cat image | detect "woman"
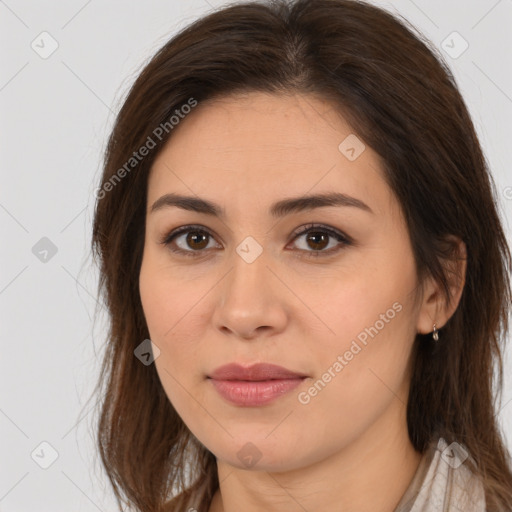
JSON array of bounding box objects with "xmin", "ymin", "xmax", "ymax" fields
[{"xmin": 91, "ymin": 0, "xmax": 512, "ymax": 510}]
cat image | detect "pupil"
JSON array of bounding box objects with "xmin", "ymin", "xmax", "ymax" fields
[
  {"xmin": 187, "ymin": 231, "xmax": 208, "ymax": 250},
  {"xmin": 308, "ymin": 232, "xmax": 328, "ymax": 250}
]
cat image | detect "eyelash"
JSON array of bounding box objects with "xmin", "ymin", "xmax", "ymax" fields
[{"xmin": 159, "ymin": 223, "xmax": 353, "ymax": 259}]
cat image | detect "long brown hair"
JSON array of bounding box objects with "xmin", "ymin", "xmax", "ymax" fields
[{"xmin": 91, "ymin": 1, "xmax": 512, "ymax": 510}]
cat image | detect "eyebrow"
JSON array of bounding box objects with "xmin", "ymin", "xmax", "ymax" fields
[{"xmin": 149, "ymin": 192, "xmax": 374, "ymax": 218}]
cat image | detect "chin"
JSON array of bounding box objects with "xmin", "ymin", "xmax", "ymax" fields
[{"xmin": 203, "ymin": 434, "xmax": 318, "ymax": 473}]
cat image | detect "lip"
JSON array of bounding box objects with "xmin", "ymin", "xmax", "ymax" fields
[
  {"xmin": 207, "ymin": 363, "xmax": 308, "ymax": 407},
  {"xmin": 208, "ymin": 362, "xmax": 307, "ymax": 381}
]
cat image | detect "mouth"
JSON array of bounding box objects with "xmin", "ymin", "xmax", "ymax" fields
[{"xmin": 207, "ymin": 362, "xmax": 308, "ymax": 407}]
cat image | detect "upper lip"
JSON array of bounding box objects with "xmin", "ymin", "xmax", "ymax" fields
[{"xmin": 208, "ymin": 363, "xmax": 307, "ymax": 381}]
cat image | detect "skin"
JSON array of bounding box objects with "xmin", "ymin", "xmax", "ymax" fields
[{"xmin": 138, "ymin": 91, "xmax": 466, "ymax": 512}]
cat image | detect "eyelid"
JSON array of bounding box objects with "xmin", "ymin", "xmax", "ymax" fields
[{"xmin": 289, "ymin": 223, "xmax": 353, "ymax": 244}]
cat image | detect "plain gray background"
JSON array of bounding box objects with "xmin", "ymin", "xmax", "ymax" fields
[{"xmin": 1, "ymin": 0, "xmax": 511, "ymax": 510}]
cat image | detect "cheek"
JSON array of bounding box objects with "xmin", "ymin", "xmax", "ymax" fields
[
  {"xmin": 307, "ymin": 254, "xmax": 418, "ymax": 401},
  {"xmin": 316, "ymin": 267, "xmax": 415, "ymax": 352},
  {"xmin": 139, "ymin": 257, "xmax": 194, "ymax": 385},
  {"xmin": 139, "ymin": 249, "xmax": 201, "ymax": 339},
  {"xmin": 139, "ymin": 263, "xmax": 206, "ymax": 421},
  {"xmin": 295, "ymin": 298, "xmax": 416, "ymax": 453}
]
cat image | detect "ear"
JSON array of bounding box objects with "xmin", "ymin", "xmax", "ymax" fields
[{"xmin": 416, "ymin": 236, "xmax": 467, "ymax": 335}]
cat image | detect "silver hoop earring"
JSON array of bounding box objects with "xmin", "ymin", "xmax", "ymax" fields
[{"xmin": 432, "ymin": 324, "xmax": 439, "ymax": 341}]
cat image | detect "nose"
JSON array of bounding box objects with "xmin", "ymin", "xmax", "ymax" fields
[{"xmin": 211, "ymin": 246, "xmax": 288, "ymax": 340}]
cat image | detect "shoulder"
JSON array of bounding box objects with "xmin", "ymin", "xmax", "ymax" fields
[
  {"xmin": 395, "ymin": 437, "xmax": 486, "ymax": 512},
  {"xmin": 423, "ymin": 438, "xmax": 486, "ymax": 512}
]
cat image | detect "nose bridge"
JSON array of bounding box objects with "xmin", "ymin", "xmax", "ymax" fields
[
  {"xmin": 224, "ymin": 236, "xmax": 273, "ymax": 305},
  {"xmin": 212, "ymin": 236, "xmax": 287, "ymax": 336}
]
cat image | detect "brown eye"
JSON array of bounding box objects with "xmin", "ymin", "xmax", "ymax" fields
[
  {"xmin": 304, "ymin": 231, "xmax": 330, "ymax": 251},
  {"xmin": 290, "ymin": 224, "xmax": 352, "ymax": 258},
  {"xmin": 183, "ymin": 231, "xmax": 209, "ymax": 250},
  {"xmin": 161, "ymin": 225, "xmax": 220, "ymax": 257}
]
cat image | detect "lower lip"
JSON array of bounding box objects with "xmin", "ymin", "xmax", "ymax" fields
[{"xmin": 209, "ymin": 378, "xmax": 305, "ymax": 406}]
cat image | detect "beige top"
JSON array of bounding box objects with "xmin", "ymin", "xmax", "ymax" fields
[{"xmin": 394, "ymin": 438, "xmax": 486, "ymax": 512}]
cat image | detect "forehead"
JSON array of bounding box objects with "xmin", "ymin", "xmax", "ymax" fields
[{"xmin": 147, "ymin": 92, "xmax": 392, "ymax": 218}]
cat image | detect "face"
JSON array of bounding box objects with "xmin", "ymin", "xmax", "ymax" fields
[{"xmin": 139, "ymin": 91, "xmax": 424, "ymax": 472}]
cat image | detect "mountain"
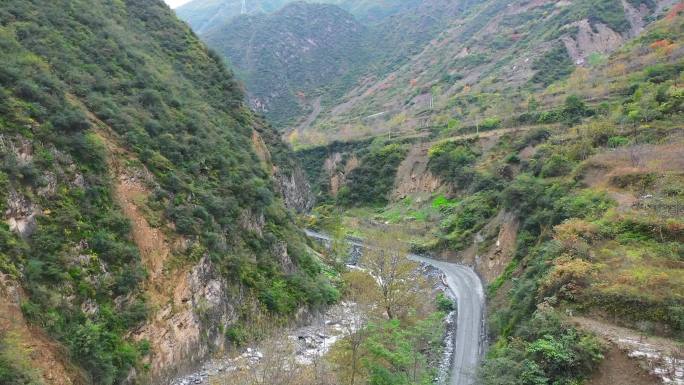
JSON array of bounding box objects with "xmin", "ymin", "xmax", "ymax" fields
[
  {"xmin": 180, "ymin": 0, "xmax": 476, "ymax": 128},
  {"xmin": 294, "ymin": 3, "xmax": 684, "ymax": 384},
  {"xmin": 3, "ymin": 0, "xmax": 683, "ymax": 384},
  {"xmin": 218, "ymin": 0, "xmax": 684, "ymax": 381},
  {"xmin": 202, "ymin": 2, "xmax": 371, "ymax": 127},
  {"xmin": 294, "ymin": 0, "xmax": 679, "ymax": 145},
  {"xmin": 176, "ymin": 0, "xmax": 421, "ymax": 33},
  {"xmin": 0, "ymin": 1, "xmax": 332, "ymax": 384},
  {"xmin": 176, "ymin": 0, "xmax": 290, "ymax": 34}
]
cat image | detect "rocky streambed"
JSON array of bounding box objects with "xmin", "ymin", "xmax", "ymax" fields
[
  {"xmin": 170, "ymin": 301, "xmax": 362, "ymax": 385},
  {"xmin": 170, "ymin": 263, "xmax": 457, "ymax": 385}
]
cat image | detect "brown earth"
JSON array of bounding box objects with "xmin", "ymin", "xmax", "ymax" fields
[
  {"xmin": 73, "ymin": 96, "xmax": 221, "ymax": 382},
  {"xmin": 251, "ymin": 130, "xmax": 272, "ymax": 168},
  {"xmin": 392, "ymin": 143, "xmax": 443, "ymax": 201},
  {"xmin": 89, "ymin": 118, "xmax": 176, "ymax": 306},
  {"xmin": 586, "ymin": 344, "xmax": 660, "ymax": 385},
  {"xmin": 573, "ymin": 316, "xmax": 683, "ymax": 384},
  {"xmin": 581, "ymin": 140, "xmax": 684, "ymax": 210},
  {"xmin": 0, "ymin": 275, "xmax": 85, "ymax": 385}
]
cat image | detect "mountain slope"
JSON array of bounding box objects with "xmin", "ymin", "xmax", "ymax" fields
[
  {"xmin": 202, "ymin": 2, "xmax": 370, "ymax": 127},
  {"xmin": 176, "ymin": 0, "xmax": 422, "ymax": 33},
  {"xmin": 293, "ymin": 0, "xmax": 677, "ymax": 145},
  {"xmin": 184, "ymin": 0, "xmax": 477, "ymax": 129},
  {"xmin": 296, "ymin": 5, "xmax": 683, "ymax": 383},
  {"xmin": 0, "ymin": 1, "xmax": 333, "ymax": 383}
]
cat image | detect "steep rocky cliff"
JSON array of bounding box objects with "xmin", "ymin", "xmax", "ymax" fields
[{"xmin": 0, "ymin": 1, "xmax": 329, "ymax": 384}]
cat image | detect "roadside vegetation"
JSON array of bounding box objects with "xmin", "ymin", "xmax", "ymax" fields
[
  {"xmin": 208, "ymin": 227, "xmax": 450, "ymax": 385},
  {"xmin": 301, "ymin": 7, "xmax": 684, "ymax": 384}
]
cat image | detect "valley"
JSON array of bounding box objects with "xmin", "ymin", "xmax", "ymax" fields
[{"xmin": 1, "ymin": 0, "xmax": 683, "ymax": 385}]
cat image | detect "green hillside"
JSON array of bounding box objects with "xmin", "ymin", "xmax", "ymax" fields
[
  {"xmin": 183, "ymin": 0, "xmax": 475, "ymax": 128},
  {"xmin": 202, "ymin": 2, "xmax": 371, "ymax": 127},
  {"xmin": 296, "ymin": 5, "xmax": 684, "ymax": 383},
  {"xmin": 2, "ymin": 0, "xmax": 683, "ymax": 384},
  {"xmin": 176, "ymin": 0, "xmax": 422, "ymax": 33},
  {"xmin": 0, "ymin": 1, "xmax": 333, "ymax": 383},
  {"xmin": 292, "ymin": 0, "xmax": 674, "ymax": 146}
]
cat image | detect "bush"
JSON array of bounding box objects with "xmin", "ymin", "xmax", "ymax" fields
[
  {"xmin": 438, "ymin": 192, "xmax": 498, "ymax": 250},
  {"xmin": 607, "ymin": 135, "xmax": 629, "ymax": 148},
  {"xmin": 531, "ymin": 45, "xmax": 574, "ymax": 86},
  {"xmin": 436, "ymin": 293, "xmax": 455, "ymax": 312},
  {"xmin": 481, "ymin": 117, "xmax": 502, "ymax": 130},
  {"xmin": 428, "ymin": 140, "xmax": 480, "ymax": 187},
  {"xmin": 481, "ymin": 308, "xmax": 605, "ymax": 385},
  {"xmin": 540, "ymin": 154, "xmax": 573, "ymax": 178},
  {"xmin": 338, "ymin": 143, "xmax": 408, "ymax": 206},
  {"xmin": 562, "ymin": 95, "xmax": 593, "ymax": 125},
  {"xmin": 225, "ymin": 325, "xmax": 248, "ymax": 347},
  {"xmin": 644, "ymin": 63, "xmax": 683, "ymax": 83}
]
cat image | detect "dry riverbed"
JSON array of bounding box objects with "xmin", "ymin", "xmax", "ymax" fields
[
  {"xmin": 170, "ymin": 301, "xmax": 362, "ymax": 385},
  {"xmin": 171, "ymin": 263, "xmax": 457, "ymax": 385}
]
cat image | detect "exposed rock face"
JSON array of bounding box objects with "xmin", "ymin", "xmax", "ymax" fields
[
  {"xmin": 392, "ymin": 143, "xmax": 443, "ymax": 201},
  {"xmin": 561, "ymin": 20, "xmax": 625, "ymax": 65},
  {"xmin": 323, "ymin": 152, "xmax": 359, "ymax": 197},
  {"xmin": 2, "ymin": 136, "xmax": 39, "ymax": 239},
  {"xmin": 94, "ymin": 128, "xmax": 242, "ymax": 385},
  {"xmin": 133, "ymin": 257, "xmax": 238, "ymax": 385},
  {"xmin": 5, "ymin": 188, "xmax": 39, "ymax": 239},
  {"xmin": 480, "ymin": 211, "xmax": 519, "ymax": 282},
  {"xmin": 272, "ymin": 241, "xmax": 296, "ymax": 275},
  {"xmin": 275, "ymin": 166, "xmax": 315, "ymax": 213},
  {"xmin": 251, "ymin": 129, "xmax": 314, "ymax": 212},
  {"xmin": 456, "ymin": 210, "xmax": 519, "ymax": 283}
]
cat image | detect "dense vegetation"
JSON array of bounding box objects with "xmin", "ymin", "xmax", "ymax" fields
[
  {"xmin": 286, "ymin": 0, "xmax": 670, "ymax": 146},
  {"xmin": 302, "ymin": 5, "xmax": 683, "ymax": 384},
  {"xmin": 202, "ymin": 2, "xmax": 371, "ymax": 127},
  {"xmin": 181, "ymin": 0, "xmax": 472, "ymax": 128},
  {"xmin": 337, "ymin": 141, "xmax": 409, "ymax": 207},
  {"xmin": 0, "ymin": 0, "xmax": 333, "ymax": 382},
  {"xmin": 296, "ymin": 137, "xmax": 410, "ymax": 207},
  {"xmin": 177, "ymin": 0, "xmax": 425, "ymax": 33},
  {"xmin": 2, "ymin": 0, "xmax": 683, "ymax": 384}
]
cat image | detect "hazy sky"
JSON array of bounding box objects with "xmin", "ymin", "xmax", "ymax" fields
[{"xmin": 164, "ymin": 0, "xmax": 192, "ymax": 8}]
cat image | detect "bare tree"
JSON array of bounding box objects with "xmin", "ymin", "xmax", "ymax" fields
[
  {"xmin": 339, "ymin": 270, "xmax": 381, "ymax": 385},
  {"xmin": 362, "ymin": 228, "xmax": 423, "ymax": 320}
]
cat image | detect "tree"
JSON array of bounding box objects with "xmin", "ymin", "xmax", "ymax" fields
[
  {"xmin": 563, "ymin": 95, "xmax": 590, "ymax": 125},
  {"xmin": 362, "ymin": 229, "xmax": 426, "ymax": 320},
  {"xmin": 329, "ymin": 270, "xmax": 380, "ymax": 385}
]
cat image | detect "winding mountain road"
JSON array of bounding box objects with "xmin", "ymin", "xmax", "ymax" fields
[
  {"xmin": 408, "ymin": 255, "xmax": 485, "ymax": 385},
  {"xmin": 304, "ymin": 229, "xmax": 486, "ymax": 385}
]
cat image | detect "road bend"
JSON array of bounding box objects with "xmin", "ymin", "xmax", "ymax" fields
[{"xmin": 304, "ymin": 229, "xmax": 486, "ymax": 385}]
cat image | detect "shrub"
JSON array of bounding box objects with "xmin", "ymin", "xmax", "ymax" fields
[
  {"xmin": 428, "ymin": 140, "xmax": 480, "ymax": 187},
  {"xmin": 481, "ymin": 117, "xmax": 502, "ymax": 130},
  {"xmin": 607, "ymin": 135, "xmax": 629, "ymax": 148},
  {"xmin": 225, "ymin": 325, "xmax": 248, "ymax": 347},
  {"xmin": 338, "ymin": 143, "xmax": 408, "ymax": 206},
  {"xmin": 436, "ymin": 293, "xmax": 455, "ymax": 312},
  {"xmin": 644, "ymin": 63, "xmax": 682, "ymax": 83},
  {"xmin": 531, "ymin": 45, "xmax": 574, "ymax": 86},
  {"xmin": 481, "ymin": 308, "xmax": 604, "ymax": 385},
  {"xmin": 562, "ymin": 95, "xmax": 593, "ymax": 125},
  {"xmin": 540, "ymin": 154, "xmax": 573, "ymax": 178}
]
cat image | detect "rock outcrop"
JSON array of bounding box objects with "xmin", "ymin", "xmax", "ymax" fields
[{"xmin": 275, "ymin": 166, "xmax": 315, "ymax": 213}]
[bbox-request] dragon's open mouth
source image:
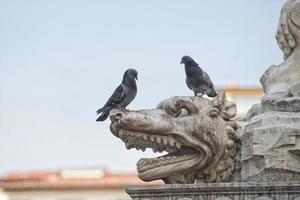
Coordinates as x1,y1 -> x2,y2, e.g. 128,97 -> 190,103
137,148 -> 198,174
116,127 -> 200,181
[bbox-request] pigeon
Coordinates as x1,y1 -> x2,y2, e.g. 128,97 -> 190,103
96,68 -> 138,122
180,55 -> 217,97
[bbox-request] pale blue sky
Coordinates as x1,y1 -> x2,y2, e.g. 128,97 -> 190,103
0,0 -> 285,175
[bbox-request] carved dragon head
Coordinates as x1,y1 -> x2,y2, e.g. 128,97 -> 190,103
109,91 -> 239,184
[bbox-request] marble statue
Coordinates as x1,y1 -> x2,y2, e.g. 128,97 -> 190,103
241,0 -> 300,181
259,0 -> 300,110
109,91 -> 240,184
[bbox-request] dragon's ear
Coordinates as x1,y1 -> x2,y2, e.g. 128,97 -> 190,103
211,91 -> 237,120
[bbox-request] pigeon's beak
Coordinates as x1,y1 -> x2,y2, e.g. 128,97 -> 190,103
135,76 -> 138,80
180,60 -> 184,64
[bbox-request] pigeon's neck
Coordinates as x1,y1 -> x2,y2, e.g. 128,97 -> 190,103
122,76 -> 137,89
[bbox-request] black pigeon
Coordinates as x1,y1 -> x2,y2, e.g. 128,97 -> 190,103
180,55 -> 217,97
96,69 -> 138,122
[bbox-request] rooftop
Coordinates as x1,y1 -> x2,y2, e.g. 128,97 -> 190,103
0,169 -> 162,191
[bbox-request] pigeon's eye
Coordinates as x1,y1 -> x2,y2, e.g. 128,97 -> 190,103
174,107 -> 190,117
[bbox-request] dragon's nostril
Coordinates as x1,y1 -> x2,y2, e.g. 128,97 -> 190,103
115,112 -> 123,119
110,110 -> 124,121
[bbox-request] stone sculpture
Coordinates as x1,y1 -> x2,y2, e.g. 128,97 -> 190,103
241,0 -> 300,181
109,91 -> 240,184
106,0 -> 300,188
260,0 -> 300,108
116,0 -> 300,199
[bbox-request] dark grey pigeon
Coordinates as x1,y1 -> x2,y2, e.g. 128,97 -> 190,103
180,55 -> 217,97
96,68 -> 138,122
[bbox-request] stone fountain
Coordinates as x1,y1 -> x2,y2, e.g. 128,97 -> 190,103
108,0 -> 300,199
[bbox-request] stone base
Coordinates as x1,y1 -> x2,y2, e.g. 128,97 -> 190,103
240,111 -> 300,181
126,182 -> 300,200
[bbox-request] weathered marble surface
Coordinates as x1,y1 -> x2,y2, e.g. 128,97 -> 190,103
241,112 -> 300,181
261,0 -> 300,96
109,91 -> 240,184
126,182 -> 300,200
240,0 -> 300,182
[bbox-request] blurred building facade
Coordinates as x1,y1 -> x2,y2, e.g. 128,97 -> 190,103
221,86 -> 263,118
0,168 -> 162,200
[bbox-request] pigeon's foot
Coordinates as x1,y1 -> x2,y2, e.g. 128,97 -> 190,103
195,93 -> 204,97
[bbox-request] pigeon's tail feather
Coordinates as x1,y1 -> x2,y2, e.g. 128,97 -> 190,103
96,106 -> 111,115
208,88 -> 217,97
96,110 -> 110,122
96,107 -> 104,115
96,106 -> 112,121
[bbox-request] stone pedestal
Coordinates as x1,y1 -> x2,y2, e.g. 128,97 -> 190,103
126,182 -> 300,200
241,112 -> 300,181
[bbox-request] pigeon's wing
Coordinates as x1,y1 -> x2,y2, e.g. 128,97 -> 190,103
202,71 -> 214,88
186,66 -> 203,87
195,66 -> 203,76
185,78 -> 192,90
106,84 -> 126,107
97,85 -> 126,114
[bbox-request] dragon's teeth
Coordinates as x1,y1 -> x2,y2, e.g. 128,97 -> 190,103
143,135 -> 148,140
163,138 -> 168,145
141,147 -> 146,152
169,138 -> 175,147
150,135 -> 155,142
152,148 -> 157,153
175,143 -> 182,149
125,143 -> 131,150
156,137 -> 162,144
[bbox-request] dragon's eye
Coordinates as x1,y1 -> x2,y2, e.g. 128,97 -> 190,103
174,107 -> 190,117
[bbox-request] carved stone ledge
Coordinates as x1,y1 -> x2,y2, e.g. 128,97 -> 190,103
126,182 -> 300,200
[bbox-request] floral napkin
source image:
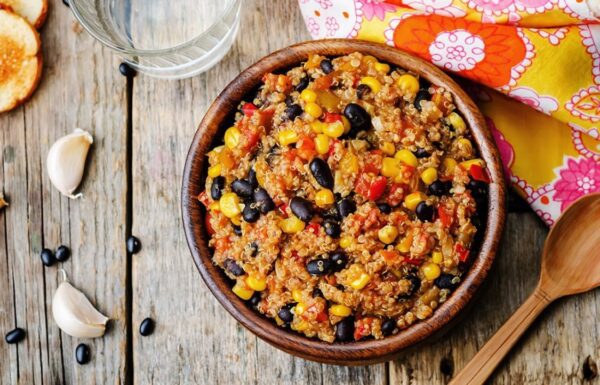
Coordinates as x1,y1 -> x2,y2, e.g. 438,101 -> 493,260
298,0 -> 600,226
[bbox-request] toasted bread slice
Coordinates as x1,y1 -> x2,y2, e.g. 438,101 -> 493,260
0,0 -> 47,28
0,8 -> 42,113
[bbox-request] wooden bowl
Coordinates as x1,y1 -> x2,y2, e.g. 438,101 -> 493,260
182,39 -> 506,365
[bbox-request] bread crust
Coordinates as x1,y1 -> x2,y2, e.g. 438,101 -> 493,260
0,0 -> 48,28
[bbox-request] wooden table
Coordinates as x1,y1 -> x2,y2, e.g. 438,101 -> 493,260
1,1 -> 598,384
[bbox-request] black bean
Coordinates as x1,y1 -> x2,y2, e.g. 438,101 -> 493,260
414,147 -> 430,158
407,274 -> 421,296
5,328 -> 25,344
322,205 -> 341,222
284,104 -> 303,121
415,201 -> 434,222
278,304 -> 295,323
356,84 -> 371,99
468,179 -> 488,198
324,221 -> 341,238
40,248 -> 56,267
290,197 -> 314,222
343,103 -> 371,136
55,245 -> 71,262
75,343 -> 91,365
306,258 -> 333,276
285,95 -> 294,106
335,317 -> 355,342
210,176 -> 226,200
232,225 -> 242,236
435,273 -> 459,290
377,203 -> 391,214
331,251 -> 348,272
231,179 -> 253,197
428,180 -> 451,197
249,242 -> 259,257
224,258 -> 245,276
337,197 -> 356,217
139,318 -> 155,336
320,59 -> 333,74
125,236 -> 142,255
381,319 -> 397,336
309,158 -> 334,189
242,204 -> 260,223
295,76 -> 309,92
247,169 -> 258,189
254,188 -> 275,213
248,292 -> 262,307
414,89 -> 430,111
118,62 -> 136,77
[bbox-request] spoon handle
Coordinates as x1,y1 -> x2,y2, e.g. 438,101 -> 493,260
449,287 -> 552,385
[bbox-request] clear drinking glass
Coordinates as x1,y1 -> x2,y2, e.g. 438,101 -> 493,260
69,0 -> 241,79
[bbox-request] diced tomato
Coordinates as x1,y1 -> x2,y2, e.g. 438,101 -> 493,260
438,205 -> 454,227
323,112 -> 343,123
306,222 -> 320,234
316,311 -> 328,323
278,203 -> 289,218
386,183 -> 406,207
283,148 -> 298,162
470,164 -> 490,183
296,135 -> 316,161
381,250 -> 400,264
356,174 -> 387,201
241,129 -> 260,151
257,108 -> 275,131
362,150 -> 383,174
313,73 -> 333,90
241,102 -> 258,117
404,257 -> 423,266
455,243 -> 470,263
204,213 -> 215,235
197,191 -> 210,207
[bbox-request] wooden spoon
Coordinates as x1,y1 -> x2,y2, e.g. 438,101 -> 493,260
450,193 -> 600,385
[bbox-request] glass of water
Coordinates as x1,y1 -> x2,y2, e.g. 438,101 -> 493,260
69,0 -> 241,79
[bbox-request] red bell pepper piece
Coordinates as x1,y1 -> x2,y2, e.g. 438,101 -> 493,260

####

▶ _Exercise goal_: Nothing but a number is expected here: say how many lines in the material hold "tree".

▶ _Solution to the exercise_: 2